### [STATED PROBLEM]
Retype the records below line for line, changing nothing.

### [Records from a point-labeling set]
________________
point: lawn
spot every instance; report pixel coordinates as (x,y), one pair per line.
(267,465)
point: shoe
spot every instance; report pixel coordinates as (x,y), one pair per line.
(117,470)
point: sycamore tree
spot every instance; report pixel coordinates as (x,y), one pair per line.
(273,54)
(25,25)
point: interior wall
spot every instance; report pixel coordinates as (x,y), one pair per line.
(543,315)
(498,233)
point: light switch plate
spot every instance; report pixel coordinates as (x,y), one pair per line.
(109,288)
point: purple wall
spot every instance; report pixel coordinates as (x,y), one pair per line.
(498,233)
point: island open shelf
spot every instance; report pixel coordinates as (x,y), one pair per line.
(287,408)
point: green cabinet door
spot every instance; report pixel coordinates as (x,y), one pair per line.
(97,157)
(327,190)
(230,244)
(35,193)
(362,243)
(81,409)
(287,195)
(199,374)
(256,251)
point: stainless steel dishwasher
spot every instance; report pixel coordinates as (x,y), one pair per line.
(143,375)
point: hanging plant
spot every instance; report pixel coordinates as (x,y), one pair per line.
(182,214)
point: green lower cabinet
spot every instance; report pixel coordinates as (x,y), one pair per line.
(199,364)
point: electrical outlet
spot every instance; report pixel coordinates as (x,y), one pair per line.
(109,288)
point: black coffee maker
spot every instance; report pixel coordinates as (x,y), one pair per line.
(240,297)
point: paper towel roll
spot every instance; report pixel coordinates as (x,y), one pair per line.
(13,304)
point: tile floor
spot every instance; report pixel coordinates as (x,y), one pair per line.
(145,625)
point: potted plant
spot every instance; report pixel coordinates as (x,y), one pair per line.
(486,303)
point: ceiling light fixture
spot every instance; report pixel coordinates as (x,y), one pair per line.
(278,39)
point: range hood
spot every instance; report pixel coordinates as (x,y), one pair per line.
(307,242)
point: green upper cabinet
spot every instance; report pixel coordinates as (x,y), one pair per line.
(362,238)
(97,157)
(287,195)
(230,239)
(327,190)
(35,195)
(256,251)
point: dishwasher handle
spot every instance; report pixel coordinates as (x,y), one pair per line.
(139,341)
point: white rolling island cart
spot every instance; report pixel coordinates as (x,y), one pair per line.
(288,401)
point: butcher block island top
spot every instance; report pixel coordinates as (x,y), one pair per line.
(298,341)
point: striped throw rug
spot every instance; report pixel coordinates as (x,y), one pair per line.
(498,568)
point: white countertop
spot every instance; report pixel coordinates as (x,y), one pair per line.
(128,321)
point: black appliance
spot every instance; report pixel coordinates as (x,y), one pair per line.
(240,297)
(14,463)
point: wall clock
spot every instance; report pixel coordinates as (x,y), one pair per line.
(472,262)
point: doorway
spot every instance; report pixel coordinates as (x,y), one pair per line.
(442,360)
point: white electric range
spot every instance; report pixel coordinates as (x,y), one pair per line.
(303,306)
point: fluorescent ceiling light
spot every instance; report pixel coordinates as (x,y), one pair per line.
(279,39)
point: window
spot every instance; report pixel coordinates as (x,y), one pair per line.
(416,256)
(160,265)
________________
### [EXERCISE RESPONSE]
point: lawn
spot every instance; report pixel coordinates as (x,y), one pair per line.
(267,465)
point: shoe
spot every instance; report pixel coordinates as (x,y), one pair per line.
(117,470)
point: sycamore tree
spot every instance; report pixel coordinates as (x,y), one pair per line.
(273,54)
(25,25)
point: interior wall
spot every instance; report pixel coordinates as (x,y), one pair per line.
(543,315)
(498,233)
point: light switch plate
spot every instance; report pixel coordinates as (x,y), one pair per line.
(109,288)
point: purple wall
spot every instance; report pixel coordinates as (x,y), one pair per line.
(498,233)
point: island open shelf
spot every instance; report pixel coordinates as (x,y), one pair per line.
(287,408)
point: green cabinet door
spot every instance; report pixel coordinates as (x,y), one pair per line.
(97,157)
(327,190)
(230,244)
(35,193)
(362,243)
(81,409)
(287,195)
(199,374)
(256,251)
point: stainless steel dishwasher
spot every instance; report pixel coordinates as (x,y), one pair per line.
(143,375)
point: hanging plant
spot every instance; report pixel coordinates as (x,y), one pair per line.
(182,214)
point: green lower cabinet
spot every instance; report pixel coordinates as (x,y), one pair per line.
(199,364)
point: electrical outlet
spot every instance; report pixel coordinates as (x,y), one pair per line.
(109,288)
point: black coffee maker
spot every instance; report pixel coordinates as (x,y), one pair per line.
(240,297)
point: paper towel roll
spot every instance; report pixel coordinates as (x,y), one pair per line.
(13,304)
point: tile floor
spot every instance; report pixel coordinates as (x,y), one pair per line.
(145,625)
point: potted plant
spot every instance; report pixel coordinates as (x,y), one pair per line.
(486,303)
point: ceiling light fixture
spot every instance; report pixel coordinates as (x,y), one pair per line.
(278,39)
point: range hood
spot every instance; report pixel coordinates as (x,y), one pair per line.
(307,242)
point: green upper cabinet
spot every instance; report pixel coordinates as (x,y), one pair per line.
(362,238)
(97,157)
(287,195)
(230,239)
(327,190)
(35,195)
(256,251)
point: dishwasher handle
spot every instance; report pixel coordinates as (x,y), one pair per line.
(139,341)
point: white rolling island cart
spot every instance; report pixel coordinates as (x,y), one pair per line.
(288,401)
point: butcher block island top
spot every instance; report pixel coordinates as (x,y), one pair per line.
(298,341)
point: striped throw rug
spot every instance; report pixel coordinates as (x,y), one pair per line.
(498,568)
point: white countertop
spot every instance; report pixel coordinates as (x,y), one pair per line.
(128,321)
point: black appliance
spot every instance; report pixel coordinates as (x,y), one pair per line.
(240,297)
(14,463)
point: wall clock
spot every instance; report pixel coordinates as (x,y), one pair per line.
(472,262)
point: doorway
spot every instance; report pixel coordinates as (x,y), one pair per line.
(442,360)
point: white electric range
spot every instance; report pixel coordinates as (x,y), one pair per line.
(303,306)
point: fluorescent ceiling light
spot every instance; report pixel coordinates as (x,y), one pair per line.
(279,39)
point: window
spot every instance; report pixel coordinates as (x,y), one pair per line.
(416,256)
(160,265)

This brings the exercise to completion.